— What is needed —
From the data below, copy word for word every line from the line with "570, row 71." to the line with "Query: concrete driveway", including both of those lines.

◇ ◇ ◇ ◇ ◇ ◇ ◇

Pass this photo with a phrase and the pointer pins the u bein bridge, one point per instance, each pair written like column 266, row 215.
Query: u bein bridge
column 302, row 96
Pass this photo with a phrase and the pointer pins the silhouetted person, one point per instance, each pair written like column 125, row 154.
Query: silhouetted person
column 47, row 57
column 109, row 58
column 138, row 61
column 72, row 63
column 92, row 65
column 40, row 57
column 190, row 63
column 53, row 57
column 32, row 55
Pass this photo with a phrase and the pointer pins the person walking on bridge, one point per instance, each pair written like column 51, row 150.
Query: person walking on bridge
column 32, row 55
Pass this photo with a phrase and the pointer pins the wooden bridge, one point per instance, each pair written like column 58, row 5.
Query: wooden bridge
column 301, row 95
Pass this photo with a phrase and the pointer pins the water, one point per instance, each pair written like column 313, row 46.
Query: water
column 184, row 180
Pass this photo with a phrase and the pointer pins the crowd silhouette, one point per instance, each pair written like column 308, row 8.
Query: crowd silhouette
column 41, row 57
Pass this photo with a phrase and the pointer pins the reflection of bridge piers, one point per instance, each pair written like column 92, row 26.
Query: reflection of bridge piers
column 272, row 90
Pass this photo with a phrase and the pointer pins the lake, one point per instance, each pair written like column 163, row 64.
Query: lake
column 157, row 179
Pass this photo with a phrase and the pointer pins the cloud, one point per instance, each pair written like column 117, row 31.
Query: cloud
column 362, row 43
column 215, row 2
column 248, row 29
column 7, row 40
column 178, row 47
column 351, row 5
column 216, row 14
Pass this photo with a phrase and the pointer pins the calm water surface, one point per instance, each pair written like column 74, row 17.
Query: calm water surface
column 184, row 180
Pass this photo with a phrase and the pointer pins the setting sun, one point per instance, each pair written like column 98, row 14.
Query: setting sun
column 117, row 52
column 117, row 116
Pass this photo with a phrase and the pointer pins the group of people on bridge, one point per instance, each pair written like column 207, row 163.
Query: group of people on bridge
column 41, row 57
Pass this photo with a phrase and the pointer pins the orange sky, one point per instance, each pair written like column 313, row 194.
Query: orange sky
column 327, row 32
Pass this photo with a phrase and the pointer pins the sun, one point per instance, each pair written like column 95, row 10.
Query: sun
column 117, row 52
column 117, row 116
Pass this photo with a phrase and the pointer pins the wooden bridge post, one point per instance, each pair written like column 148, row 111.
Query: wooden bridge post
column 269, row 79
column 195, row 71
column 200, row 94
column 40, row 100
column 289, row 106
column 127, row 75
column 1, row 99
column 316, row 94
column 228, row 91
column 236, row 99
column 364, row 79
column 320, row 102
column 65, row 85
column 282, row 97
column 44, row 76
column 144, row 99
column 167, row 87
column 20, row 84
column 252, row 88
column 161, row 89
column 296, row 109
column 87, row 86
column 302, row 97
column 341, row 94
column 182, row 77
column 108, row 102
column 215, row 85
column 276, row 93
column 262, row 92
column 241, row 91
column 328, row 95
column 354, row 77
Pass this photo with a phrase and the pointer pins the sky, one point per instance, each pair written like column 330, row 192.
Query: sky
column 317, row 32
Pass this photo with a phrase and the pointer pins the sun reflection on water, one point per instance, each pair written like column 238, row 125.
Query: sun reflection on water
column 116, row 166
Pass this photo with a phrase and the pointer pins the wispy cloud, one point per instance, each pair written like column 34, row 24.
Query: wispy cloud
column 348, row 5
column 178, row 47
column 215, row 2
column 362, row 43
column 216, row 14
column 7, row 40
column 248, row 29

◇ ◇ ◇ ◇ ◇ ◇ ◇

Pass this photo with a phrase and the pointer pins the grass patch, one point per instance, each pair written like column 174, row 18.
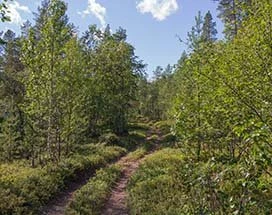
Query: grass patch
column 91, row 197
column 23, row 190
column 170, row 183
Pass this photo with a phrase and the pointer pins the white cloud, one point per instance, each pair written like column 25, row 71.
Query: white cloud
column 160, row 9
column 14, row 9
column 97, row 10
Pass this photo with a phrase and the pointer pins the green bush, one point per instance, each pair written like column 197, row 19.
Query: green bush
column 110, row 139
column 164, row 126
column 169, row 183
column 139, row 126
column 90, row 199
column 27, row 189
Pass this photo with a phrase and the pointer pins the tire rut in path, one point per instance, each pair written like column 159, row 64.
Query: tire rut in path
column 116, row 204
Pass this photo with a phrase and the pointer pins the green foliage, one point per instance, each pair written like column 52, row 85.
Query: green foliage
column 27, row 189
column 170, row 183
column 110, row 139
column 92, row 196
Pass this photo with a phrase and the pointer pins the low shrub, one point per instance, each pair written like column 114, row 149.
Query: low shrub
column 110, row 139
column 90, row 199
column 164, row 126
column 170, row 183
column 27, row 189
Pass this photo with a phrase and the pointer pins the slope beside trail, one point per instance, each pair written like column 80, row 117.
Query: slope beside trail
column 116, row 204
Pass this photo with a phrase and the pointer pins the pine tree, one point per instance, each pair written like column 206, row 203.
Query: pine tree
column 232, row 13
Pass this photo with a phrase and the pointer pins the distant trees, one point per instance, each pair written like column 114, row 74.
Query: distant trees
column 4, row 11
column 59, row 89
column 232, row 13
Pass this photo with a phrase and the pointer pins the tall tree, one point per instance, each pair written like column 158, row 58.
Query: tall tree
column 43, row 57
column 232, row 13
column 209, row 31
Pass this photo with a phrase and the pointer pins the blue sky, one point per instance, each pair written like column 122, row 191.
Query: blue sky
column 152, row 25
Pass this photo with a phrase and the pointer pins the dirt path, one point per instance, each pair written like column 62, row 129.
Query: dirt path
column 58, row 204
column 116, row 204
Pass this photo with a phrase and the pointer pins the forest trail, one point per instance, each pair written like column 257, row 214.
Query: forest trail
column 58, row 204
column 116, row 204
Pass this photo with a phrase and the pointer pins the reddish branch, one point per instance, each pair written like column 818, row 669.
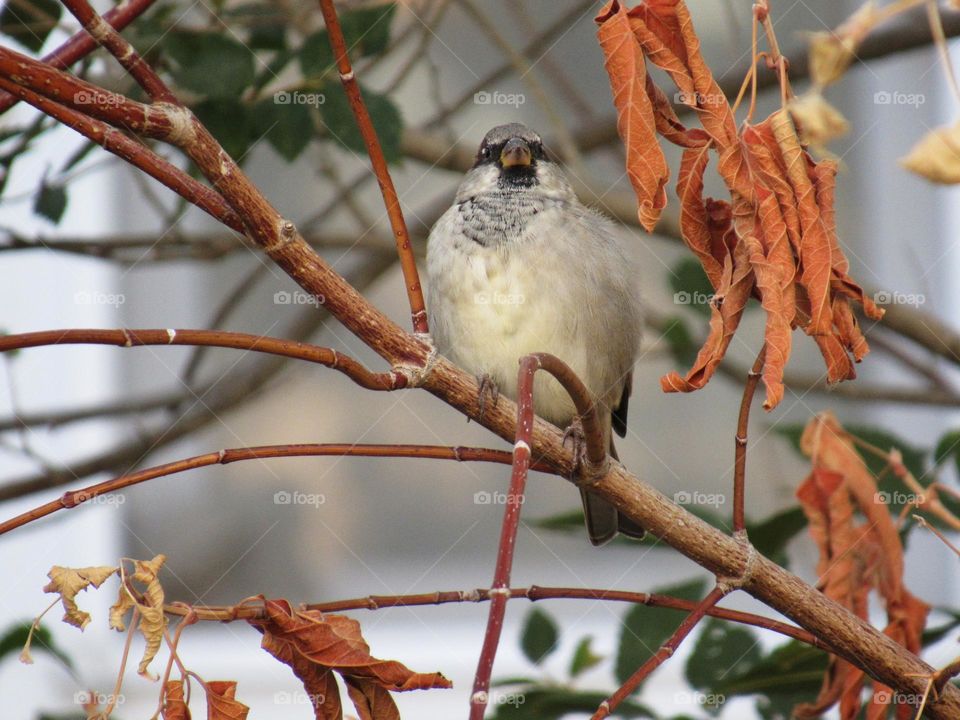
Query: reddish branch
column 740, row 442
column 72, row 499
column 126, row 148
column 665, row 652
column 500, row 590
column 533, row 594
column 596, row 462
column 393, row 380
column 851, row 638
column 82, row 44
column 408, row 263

◇ ◇ ◇ ◇ ◇ ◇ ◇

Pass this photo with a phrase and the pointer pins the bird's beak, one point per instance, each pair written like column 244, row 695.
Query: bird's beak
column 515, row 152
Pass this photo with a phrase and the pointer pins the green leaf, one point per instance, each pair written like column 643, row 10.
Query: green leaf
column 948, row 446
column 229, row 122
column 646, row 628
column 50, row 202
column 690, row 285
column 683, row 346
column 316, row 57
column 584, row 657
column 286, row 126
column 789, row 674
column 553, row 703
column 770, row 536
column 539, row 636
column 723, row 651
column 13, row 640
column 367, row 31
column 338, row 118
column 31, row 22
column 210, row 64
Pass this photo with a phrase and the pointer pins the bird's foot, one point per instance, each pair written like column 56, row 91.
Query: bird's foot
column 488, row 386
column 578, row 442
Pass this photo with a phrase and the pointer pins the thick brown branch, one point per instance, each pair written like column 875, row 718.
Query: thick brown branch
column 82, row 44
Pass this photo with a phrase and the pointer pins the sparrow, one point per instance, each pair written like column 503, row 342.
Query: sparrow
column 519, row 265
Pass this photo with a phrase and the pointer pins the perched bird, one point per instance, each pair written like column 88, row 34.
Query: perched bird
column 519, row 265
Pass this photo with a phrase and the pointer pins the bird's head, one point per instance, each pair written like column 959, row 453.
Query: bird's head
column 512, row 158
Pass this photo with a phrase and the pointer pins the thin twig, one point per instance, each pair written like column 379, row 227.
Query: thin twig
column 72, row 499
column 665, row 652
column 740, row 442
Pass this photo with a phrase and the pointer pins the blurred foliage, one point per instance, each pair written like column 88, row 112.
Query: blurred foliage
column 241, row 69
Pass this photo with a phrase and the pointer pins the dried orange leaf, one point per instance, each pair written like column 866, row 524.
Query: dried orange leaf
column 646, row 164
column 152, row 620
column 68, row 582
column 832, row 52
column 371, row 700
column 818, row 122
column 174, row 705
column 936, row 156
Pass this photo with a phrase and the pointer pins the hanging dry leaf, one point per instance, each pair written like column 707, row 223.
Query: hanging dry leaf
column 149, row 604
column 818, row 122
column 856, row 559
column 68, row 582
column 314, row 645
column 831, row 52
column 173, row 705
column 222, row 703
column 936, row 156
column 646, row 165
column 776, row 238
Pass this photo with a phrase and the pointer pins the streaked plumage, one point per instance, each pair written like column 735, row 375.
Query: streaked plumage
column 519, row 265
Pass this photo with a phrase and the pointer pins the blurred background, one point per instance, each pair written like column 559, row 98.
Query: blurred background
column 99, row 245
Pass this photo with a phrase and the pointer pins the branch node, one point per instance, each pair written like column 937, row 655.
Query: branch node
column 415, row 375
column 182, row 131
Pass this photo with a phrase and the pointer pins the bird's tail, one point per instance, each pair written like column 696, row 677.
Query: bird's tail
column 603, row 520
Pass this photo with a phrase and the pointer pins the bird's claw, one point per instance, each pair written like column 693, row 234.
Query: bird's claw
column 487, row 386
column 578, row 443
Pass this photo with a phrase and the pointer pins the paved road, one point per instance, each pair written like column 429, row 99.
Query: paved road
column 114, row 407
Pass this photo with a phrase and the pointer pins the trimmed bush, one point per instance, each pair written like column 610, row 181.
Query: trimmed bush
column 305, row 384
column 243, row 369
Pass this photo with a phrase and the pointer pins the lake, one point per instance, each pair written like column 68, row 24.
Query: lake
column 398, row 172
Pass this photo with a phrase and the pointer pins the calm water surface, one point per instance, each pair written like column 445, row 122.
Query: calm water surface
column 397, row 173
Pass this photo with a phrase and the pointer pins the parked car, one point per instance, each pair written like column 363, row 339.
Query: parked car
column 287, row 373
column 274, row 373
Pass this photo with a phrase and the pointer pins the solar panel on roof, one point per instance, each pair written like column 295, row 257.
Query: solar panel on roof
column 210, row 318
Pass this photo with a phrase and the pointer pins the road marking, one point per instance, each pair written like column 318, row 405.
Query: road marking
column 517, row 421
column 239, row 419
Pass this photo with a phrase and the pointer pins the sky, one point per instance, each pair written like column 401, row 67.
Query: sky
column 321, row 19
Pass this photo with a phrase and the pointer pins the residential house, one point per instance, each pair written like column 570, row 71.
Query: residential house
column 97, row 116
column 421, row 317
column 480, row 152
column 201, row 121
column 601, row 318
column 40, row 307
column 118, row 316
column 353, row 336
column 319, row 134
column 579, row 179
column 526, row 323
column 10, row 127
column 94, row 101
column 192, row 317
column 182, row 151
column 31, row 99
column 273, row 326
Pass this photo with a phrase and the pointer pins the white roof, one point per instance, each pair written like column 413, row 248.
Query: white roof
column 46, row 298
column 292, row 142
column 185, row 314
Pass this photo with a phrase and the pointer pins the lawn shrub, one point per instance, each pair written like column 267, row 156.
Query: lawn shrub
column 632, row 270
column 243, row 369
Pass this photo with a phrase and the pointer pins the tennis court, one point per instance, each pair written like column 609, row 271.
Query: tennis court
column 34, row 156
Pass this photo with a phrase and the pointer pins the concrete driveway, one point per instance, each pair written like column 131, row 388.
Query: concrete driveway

◇ ◇ ◇ ◇ ◇ ◇ ◇

— Right answer —
Pass this photo with a phrase and the pointer pins the residential house, one point per instance, each pair written like column 570, row 71.
Query: residential house
column 97, row 116
column 421, row 317
column 480, row 152
column 201, row 121
column 601, row 318
column 40, row 307
column 118, row 316
column 353, row 336
column 319, row 134
column 579, row 179
column 526, row 323
column 10, row 127
column 94, row 101
column 192, row 317
column 182, row 151
column 31, row 99
column 273, row 326
Pass this photo with a phrase and the pointer pins the white roof, one point per instance, each pair written like column 413, row 248.
Query: white roof
column 46, row 298
column 292, row 142
column 185, row 314
Pass this photo with a phrase and the pointer pins the lawn shrub, one point per instance, each pair written like column 267, row 156.
Query: lawn shrub
column 632, row 270
column 243, row 369
Pass this photo with a phrase and the pointer pins the tennis court, one point per instance, each pair written like column 609, row 271.
Query: tennis court
column 34, row 156
Pass this photo with a phrase and the pointer pins the concrete driveway, one point per instance, each pair written like column 131, row 388.
Query: concrete driveway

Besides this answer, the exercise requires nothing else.